** Begin **

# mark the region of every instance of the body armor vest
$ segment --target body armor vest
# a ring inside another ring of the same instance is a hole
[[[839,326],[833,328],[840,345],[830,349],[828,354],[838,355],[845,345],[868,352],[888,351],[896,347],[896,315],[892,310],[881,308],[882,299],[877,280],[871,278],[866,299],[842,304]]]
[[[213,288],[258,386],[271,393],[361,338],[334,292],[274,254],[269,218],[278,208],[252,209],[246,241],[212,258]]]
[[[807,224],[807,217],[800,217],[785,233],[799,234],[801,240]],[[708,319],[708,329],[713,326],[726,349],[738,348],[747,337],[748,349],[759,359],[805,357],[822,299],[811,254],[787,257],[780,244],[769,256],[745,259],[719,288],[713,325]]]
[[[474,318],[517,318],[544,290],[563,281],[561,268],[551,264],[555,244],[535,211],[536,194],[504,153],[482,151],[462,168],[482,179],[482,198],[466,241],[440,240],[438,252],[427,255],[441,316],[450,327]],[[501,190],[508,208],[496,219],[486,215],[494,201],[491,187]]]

** End **
** Begin **

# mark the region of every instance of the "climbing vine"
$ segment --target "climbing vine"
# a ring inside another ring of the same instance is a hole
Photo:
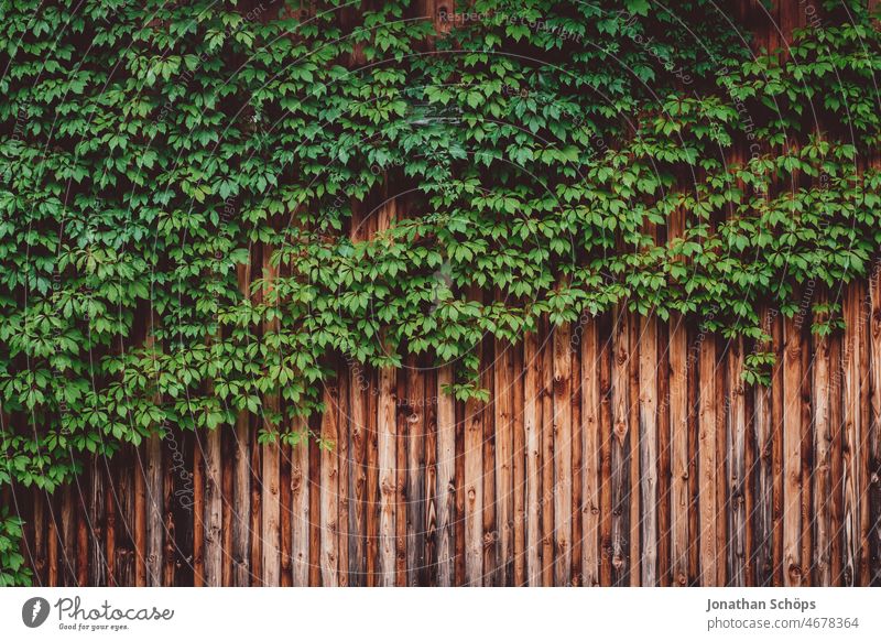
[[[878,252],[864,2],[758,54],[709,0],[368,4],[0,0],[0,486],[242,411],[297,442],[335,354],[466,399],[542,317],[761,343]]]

** End **

### WHAT THE EXERCISE ASKS
Which lines of the data above contain the word "every"? Copy each one.

### FINISHED TASK
# mark the region of every instance of the body armor vest
# mark the region of every instance of the "climbing vine"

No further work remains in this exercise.